— Document text —
RAW data hazards are the most frequently tested. Know the difference between forwarding (no stall) and stalling (insert bubble). For load-use hazards, even with forwarding, you still need 1 stall cycle because the data is not available until the end of the MEM stage. Branch prediction accuracy above 95% is common in modern CPUs using tournament predictors and TAGE-style predictors.

📦

Cache Memory

CACHE

Cache Mapping Techniques

Mapping	Lines/Set	Tag Bits	Search Method
Direct	1	log₂(blocks) - log₂(lines)	1 comparison (direct index)

(Point annotation records)
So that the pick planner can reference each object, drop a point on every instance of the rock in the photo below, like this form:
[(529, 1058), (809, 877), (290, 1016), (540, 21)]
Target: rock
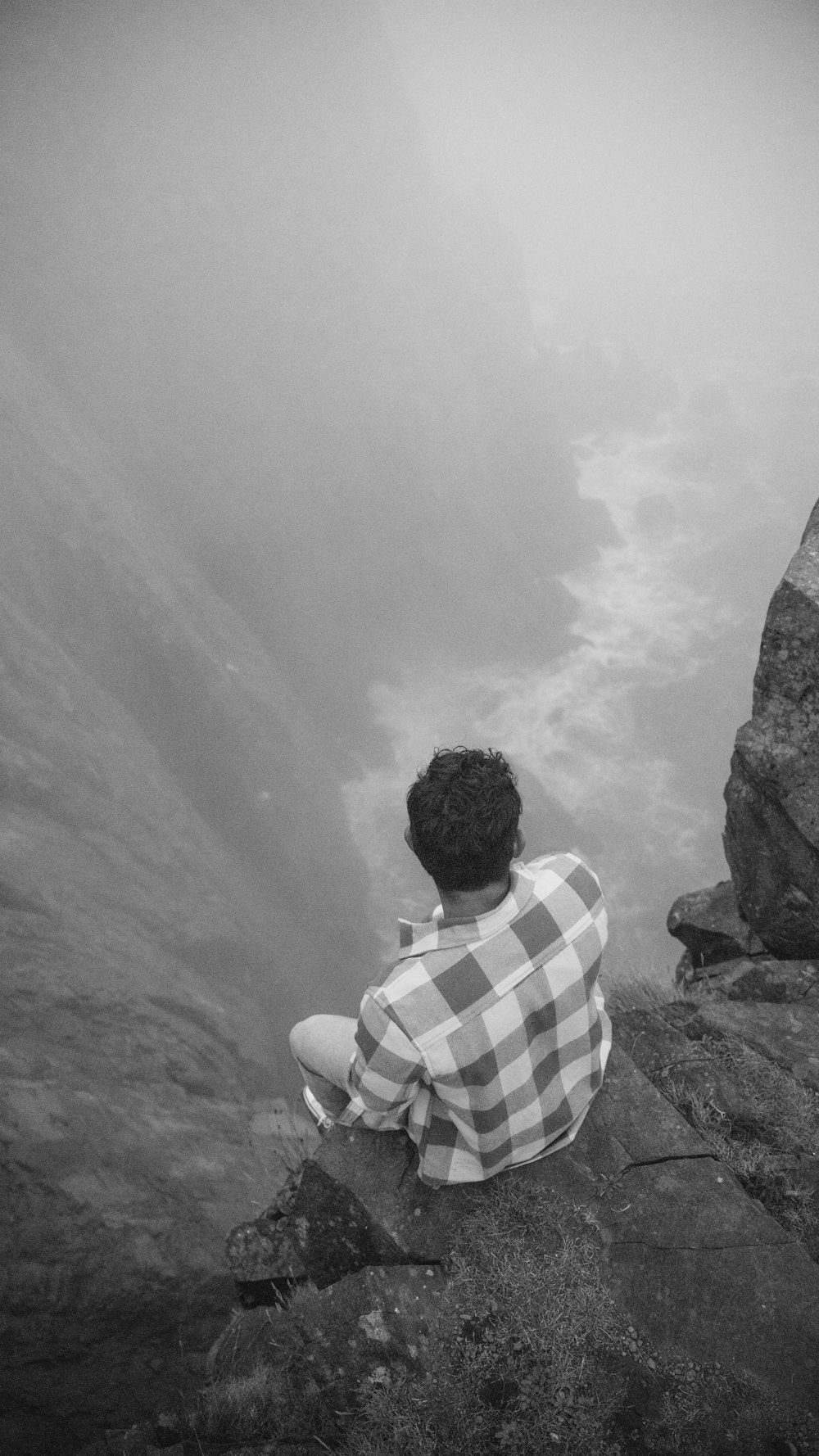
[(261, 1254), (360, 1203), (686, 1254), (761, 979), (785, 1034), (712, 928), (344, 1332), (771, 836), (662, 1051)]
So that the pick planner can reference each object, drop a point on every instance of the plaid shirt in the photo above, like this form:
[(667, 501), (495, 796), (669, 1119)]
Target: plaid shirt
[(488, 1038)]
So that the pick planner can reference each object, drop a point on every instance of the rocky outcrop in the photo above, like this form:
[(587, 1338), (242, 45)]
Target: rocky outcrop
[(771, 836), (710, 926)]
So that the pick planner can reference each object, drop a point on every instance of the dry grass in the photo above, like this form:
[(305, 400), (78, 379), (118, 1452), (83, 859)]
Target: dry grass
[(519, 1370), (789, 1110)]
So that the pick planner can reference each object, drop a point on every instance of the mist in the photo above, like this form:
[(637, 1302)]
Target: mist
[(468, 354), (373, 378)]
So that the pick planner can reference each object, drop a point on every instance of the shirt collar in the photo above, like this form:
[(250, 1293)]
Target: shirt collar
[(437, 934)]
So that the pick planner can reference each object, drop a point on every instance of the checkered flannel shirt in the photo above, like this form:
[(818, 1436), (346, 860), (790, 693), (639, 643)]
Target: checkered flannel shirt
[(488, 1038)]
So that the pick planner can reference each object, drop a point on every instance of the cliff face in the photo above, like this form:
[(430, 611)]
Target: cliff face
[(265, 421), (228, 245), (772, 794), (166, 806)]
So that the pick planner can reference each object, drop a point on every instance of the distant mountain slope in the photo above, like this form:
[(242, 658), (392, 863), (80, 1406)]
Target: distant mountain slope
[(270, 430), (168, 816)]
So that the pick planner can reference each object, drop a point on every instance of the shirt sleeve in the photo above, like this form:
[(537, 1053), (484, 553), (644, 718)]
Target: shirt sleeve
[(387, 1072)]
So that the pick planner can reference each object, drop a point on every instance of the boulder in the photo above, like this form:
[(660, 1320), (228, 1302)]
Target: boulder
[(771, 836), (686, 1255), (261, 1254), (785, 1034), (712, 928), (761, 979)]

— Task set —
**1.** Summarize the computer architecture text in two sentences.
**2.** Answer the following from the computer architecture text:
(a) How many stall cycles does a load-use hazard require even with forwarding?
(b) Which two kinds of predictors are named in connection with branch prediction accuracy above 95%?
(c) How many lines per set does direct mapping have?

— Answers to the problems —
**1.** The computer architecture text identifies RAW data hazards as the most frequently tested, distinguishes forwarding (no stall) from stalling (inserting a bubble), and states that load-use hazards still need one stall cycle even with forwarding because the data is not available until the end of the MEM stage. It adds that branch prediction accuracy above 95% is common in modern CPUs using tournament and TAGE-style predictors, and that direct cache mapping uses one line per set with a single comparison by direct index.

**2.**
(a) One stall cycle.
(b) Tournament predictors and TAGE-style predictors.
(c) One.